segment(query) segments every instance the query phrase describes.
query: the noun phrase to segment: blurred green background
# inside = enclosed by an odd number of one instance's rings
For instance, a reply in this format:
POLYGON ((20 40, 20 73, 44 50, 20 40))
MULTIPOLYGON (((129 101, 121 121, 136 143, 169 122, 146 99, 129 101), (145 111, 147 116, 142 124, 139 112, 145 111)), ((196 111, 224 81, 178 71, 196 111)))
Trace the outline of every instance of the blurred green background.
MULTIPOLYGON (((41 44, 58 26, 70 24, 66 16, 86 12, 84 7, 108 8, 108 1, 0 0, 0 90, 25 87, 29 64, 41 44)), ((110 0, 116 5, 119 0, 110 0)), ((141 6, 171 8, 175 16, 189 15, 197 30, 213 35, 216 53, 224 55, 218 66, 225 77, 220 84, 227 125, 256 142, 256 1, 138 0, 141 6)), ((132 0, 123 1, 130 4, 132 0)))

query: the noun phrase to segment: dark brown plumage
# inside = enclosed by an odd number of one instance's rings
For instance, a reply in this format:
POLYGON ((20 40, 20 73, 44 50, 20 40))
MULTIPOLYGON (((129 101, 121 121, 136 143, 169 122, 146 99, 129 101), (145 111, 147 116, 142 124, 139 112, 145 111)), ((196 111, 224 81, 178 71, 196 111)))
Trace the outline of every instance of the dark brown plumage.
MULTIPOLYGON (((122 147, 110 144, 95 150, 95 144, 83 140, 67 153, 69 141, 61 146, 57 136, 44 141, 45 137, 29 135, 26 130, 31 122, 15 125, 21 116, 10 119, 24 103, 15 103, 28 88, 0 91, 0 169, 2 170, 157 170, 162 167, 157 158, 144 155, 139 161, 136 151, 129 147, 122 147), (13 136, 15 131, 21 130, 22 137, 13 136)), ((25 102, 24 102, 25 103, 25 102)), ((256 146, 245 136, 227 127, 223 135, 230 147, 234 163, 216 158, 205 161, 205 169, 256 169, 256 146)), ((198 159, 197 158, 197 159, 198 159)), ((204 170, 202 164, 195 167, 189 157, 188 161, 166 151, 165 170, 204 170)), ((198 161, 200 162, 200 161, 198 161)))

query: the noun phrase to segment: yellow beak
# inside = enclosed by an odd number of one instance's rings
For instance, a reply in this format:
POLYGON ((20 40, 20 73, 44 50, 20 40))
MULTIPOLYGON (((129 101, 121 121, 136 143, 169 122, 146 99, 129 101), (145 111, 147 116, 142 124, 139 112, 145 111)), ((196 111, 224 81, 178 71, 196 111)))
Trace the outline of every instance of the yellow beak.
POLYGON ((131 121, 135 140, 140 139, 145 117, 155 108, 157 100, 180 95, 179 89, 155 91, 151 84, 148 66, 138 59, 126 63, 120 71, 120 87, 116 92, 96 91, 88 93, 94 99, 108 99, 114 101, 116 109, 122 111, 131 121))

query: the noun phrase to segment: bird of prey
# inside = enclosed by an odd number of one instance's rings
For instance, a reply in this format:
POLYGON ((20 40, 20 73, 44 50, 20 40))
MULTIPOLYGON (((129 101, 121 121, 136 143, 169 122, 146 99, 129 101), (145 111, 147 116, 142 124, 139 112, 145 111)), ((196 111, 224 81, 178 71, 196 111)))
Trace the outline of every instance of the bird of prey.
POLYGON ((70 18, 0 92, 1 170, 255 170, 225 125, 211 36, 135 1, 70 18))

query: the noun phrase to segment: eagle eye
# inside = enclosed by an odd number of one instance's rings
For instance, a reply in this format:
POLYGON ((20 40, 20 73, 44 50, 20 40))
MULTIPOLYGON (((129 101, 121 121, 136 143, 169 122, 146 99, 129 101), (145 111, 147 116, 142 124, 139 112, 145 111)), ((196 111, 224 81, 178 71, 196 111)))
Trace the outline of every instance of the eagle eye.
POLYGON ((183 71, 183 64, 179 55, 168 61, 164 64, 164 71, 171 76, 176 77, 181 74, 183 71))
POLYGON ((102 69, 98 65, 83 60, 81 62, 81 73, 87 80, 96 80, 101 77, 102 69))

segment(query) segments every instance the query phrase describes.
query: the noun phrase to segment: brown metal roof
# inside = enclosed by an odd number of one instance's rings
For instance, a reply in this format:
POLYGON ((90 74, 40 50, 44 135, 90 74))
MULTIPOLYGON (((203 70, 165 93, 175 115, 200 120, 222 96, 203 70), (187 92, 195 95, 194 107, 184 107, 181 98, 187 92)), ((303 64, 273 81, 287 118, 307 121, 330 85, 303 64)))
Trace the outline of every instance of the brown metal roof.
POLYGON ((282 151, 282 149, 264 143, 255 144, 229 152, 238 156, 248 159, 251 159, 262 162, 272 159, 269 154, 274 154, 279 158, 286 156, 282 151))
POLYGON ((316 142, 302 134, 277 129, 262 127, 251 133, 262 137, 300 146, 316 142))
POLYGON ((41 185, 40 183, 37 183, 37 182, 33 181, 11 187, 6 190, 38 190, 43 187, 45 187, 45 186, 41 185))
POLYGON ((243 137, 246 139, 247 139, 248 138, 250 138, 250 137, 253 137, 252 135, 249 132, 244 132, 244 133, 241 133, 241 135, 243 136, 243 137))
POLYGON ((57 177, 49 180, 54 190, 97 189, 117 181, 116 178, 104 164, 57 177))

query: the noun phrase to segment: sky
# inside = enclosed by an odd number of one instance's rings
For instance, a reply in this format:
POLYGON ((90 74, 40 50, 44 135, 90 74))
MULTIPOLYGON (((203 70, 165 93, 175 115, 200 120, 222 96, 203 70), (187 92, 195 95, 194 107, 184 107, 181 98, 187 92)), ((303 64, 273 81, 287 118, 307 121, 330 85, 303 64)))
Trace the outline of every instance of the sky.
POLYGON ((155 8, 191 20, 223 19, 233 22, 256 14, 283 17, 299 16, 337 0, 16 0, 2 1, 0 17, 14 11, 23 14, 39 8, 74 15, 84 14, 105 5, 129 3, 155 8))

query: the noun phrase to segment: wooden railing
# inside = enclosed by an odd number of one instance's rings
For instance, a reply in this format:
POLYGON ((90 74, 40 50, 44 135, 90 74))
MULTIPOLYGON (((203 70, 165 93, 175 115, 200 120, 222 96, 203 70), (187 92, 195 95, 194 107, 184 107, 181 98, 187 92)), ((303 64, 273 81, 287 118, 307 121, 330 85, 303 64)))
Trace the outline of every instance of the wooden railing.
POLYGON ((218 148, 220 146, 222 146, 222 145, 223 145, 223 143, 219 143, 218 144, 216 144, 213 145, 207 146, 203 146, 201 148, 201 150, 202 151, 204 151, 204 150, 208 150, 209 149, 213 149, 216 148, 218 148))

- - -

> **TO BE DONE**:
Convert all the lines above into a Markdown table with the columns Row and Line. Number each row and leave out the blank lines.

> **WRITTEN REPLY**:
| Row | Line |
|---|---|
| 1 | segment(query) segments every instance the query phrase describes. |
| 2 | query: the noun phrase to segment: blurred green background |
| 3 | # inside = enclosed by an odd number of one instance's rings |
| 4 | For instance, a reply in this format: |
| 5 | POLYGON ((20 40, 20 73, 44 50, 20 40)) |
| 6 | MULTIPOLYGON (((129 101, 121 121, 136 143, 169 122, 146 99, 129 101), (145 111, 147 116, 142 124, 139 112, 145 111)), ((196 111, 224 81, 178 71, 196 111))) |
| 7 | Trace the outline of every instance of the blurred green background. |
| 8 | MULTIPOLYGON (((41 44, 58 26, 70 24, 66 16, 86 12, 84 7, 108 8, 108 1, 0 0, 0 90, 25 87, 29 64, 41 44)), ((110 0, 116 5, 119 0, 110 0)), ((141 6, 171 8, 175 16, 189 15, 197 30, 213 35, 216 53, 224 55, 218 66, 225 77, 220 84, 227 125, 256 142, 256 1, 138 0, 141 6)), ((132 0, 123 1, 130 4, 132 0))) |
| 9 | query: the noun phrase to segment: dark brown plumage |
| 10 | # inside = enclosed by an odd number of one instance's rings |
| 11 | For instance, a reply in this format: |
| 12 | POLYGON ((20 40, 20 73, 44 50, 20 40)) |
| 13 | MULTIPOLYGON (((129 101, 121 121, 136 143, 169 122, 146 99, 129 101), (145 111, 147 116, 142 124, 139 112, 145 111)), ((196 111, 224 81, 178 71, 196 111))) |
| 14 | Trace the outline of every instance of the dark brown plumage. |
| 15 | MULTIPOLYGON (((122 147, 110 144, 95 150, 95 144, 83 140, 67 153, 69 141, 61 146, 57 136, 44 141, 45 137, 29 135, 26 130, 31 122, 15 125, 21 116, 10 119, 24 103, 15 103, 28 88, 0 91, 0 169, 2 170, 157 170, 162 167, 157 158, 144 155, 139 161, 136 151, 129 147, 122 147), (13 136, 15 131, 21 130, 22 137, 13 136)), ((25 102, 24 102, 25 103, 25 102)), ((256 146, 245 136, 227 127, 223 135, 230 147, 234 163, 216 158, 205 161, 205 169, 256 169, 256 146)), ((198 159, 197 158, 197 159, 198 159)), ((204 170, 202 164, 195 167, 189 157, 188 161, 166 151, 165 170, 204 170)), ((198 161, 200 162, 200 161, 198 161))) |
| 16 | query: the noun phrase to segment: yellow beak |
| 17 | # inside = enclosed by an odd number of one instance's rings |
| 18 | For instance, a reply in this format: |
| 19 | POLYGON ((20 40, 20 73, 44 50, 20 40)) |
| 20 | MULTIPOLYGON (((129 101, 121 121, 136 143, 169 122, 146 99, 129 101), (145 111, 147 116, 142 124, 139 112, 145 111)), ((196 111, 224 81, 178 71, 196 111))) |
| 21 | Trace the outline of every instance of the yellow beak. |
| 22 | POLYGON ((131 121, 135 140, 140 139, 145 117, 155 108, 157 100, 180 95, 179 89, 155 91, 151 84, 148 66, 138 59, 126 63, 120 71, 120 87, 116 92, 96 91, 88 93, 94 99, 108 99, 114 101, 116 109, 122 111, 131 121)) |
| 23 | query: the noun phrase to segment: bird of prey |
| 24 | # inside = enclosed by an odd number of one instance's rings |
| 25 | For instance, a reply in this format: |
| 26 | POLYGON ((20 40, 20 73, 44 50, 20 40)) |
| 27 | MULTIPOLYGON (((129 101, 121 121, 136 143, 169 122, 146 99, 129 101), (145 111, 147 116, 142 124, 139 112, 145 111)), ((196 111, 224 81, 178 71, 196 111))) |
| 28 | Trace the outline of every instance of the bird of prey. |
| 29 | POLYGON ((70 18, 0 92, 1 170, 255 170, 225 125, 211 36, 135 1, 70 18)) |
| 30 | query: the noun phrase to segment: eagle eye |
| 31 | # inside = enclosed by an odd number of one instance's rings |
| 32 | For instance, a reply in this format: |
| 33 | POLYGON ((20 40, 20 73, 44 50, 20 40)) |
| 34 | MULTIPOLYGON (((129 101, 121 121, 136 143, 169 122, 146 99, 129 101), (145 111, 147 116, 142 124, 139 112, 145 111)), ((196 111, 224 81, 178 71, 196 111))) |
| 35 | Trace the outline of every instance of the eagle eye. |
| 36 | POLYGON ((183 71, 183 64, 179 55, 168 61, 164 64, 164 71, 171 76, 176 77, 181 74, 183 71)) |
| 37 | POLYGON ((102 69, 98 65, 83 60, 81 62, 81 73, 87 80, 96 80, 101 77, 102 69)) |
| 38 | segment(query) segments every instance the query phrase describes. |
| 39 | query: the noun phrase to segment: brown metal roof |
| 40 | # inside = enclosed by an odd number of one instance's rings |
| 41 | For instance, a reply in this format: |
| 42 | POLYGON ((90 74, 40 50, 44 135, 90 74)) |
| 43 | MULTIPOLYGON (((203 70, 165 93, 175 115, 200 120, 222 96, 203 70), (187 92, 195 95, 194 107, 184 107, 181 98, 187 92)), ((303 64, 273 81, 287 118, 307 121, 330 85, 303 64))) |
| 44 | Trace the outline of every instance of the brown metal roof. |
| 45 | POLYGON ((282 151, 282 149, 264 143, 255 144, 229 152, 238 156, 248 159, 251 159, 262 162, 272 159, 269 154, 274 154, 279 158, 286 156, 282 151)) |
| 46 | POLYGON ((316 142, 302 134, 277 129, 262 127, 251 133, 262 137, 300 146, 316 142)) |
| 47 | POLYGON ((41 185, 40 183, 37 183, 37 182, 33 181, 11 187, 6 190, 38 190, 43 187, 45 187, 45 186, 41 185)) |
| 48 | POLYGON ((243 137, 246 139, 247 139, 248 138, 250 138, 250 137, 253 137, 252 135, 249 132, 244 132, 244 133, 241 133, 241 135, 243 136, 243 137)) |
| 49 | POLYGON ((57 177, 49 180, 54 190, 97 189, 117 181, 116 178, 104 164, 57 177)) |
| 50 | query: the noun phrase to segment: sky |
| 51 | # inside = enclosed by an odd number of one instance's rings |
| 52 | For instance, a reply in this format: |
| 53 | POLYGON ((90 74, 40 50, 44 135, 90 74)) |
| 54 | MULTIPOLYGON (((203 70, 165 93, 175 115, 200 120, 222 96, 203 70), (187 92, 195 95, 194 107, 184 107, 181 98, 187 92)), ((303 64, 273 81, 287 118, 307 121, 330 85, 303 64))) |
| 55 | Trace the outline of every instance of the sky. |
| 56 | POLYGON ((155 8, 191 20, 223 19, 233 22, 256 14, 283 17, 299 16, 337 0, 16 0, 2 1, 0 17, 14 11, 23 14, 39 8, 74 15, 84 14, 105 5, 129 3, 155 8)) |
| 57 | query: the noun phrase to segment: wooden railing |
| 58 | # inside = enclosed by an odd number of one instance's rings |
| 59 | For instance, a reply in this format: |
| 60 | POLYGON ((90 74, 40 50, 44 135, 90 74)) |
| 61 | MULTIPOLYGON (((203 70, 165 93, 175 115, 200 120, 222 96, 203 70), (187 92, 195 95, 194 107, 184 107, 181 98, 187 92)), ((303 64, 273 81, 287 118, 307 121, 330 85, 303 64))) |
| 62 | Trace the outline of every instance of the wooden railing. |
| 63 | POLYGON ((218 148, 220 146, 222 146, 222 145, 223 145, 223 143, 219 143, 218 144, 216 144, 213 145, 207 146, 203 146, 201 148, 201 150, 202 151, 204 151, 204 150, 208 150, 209 149, 213 149, 216 148, 218 148)) |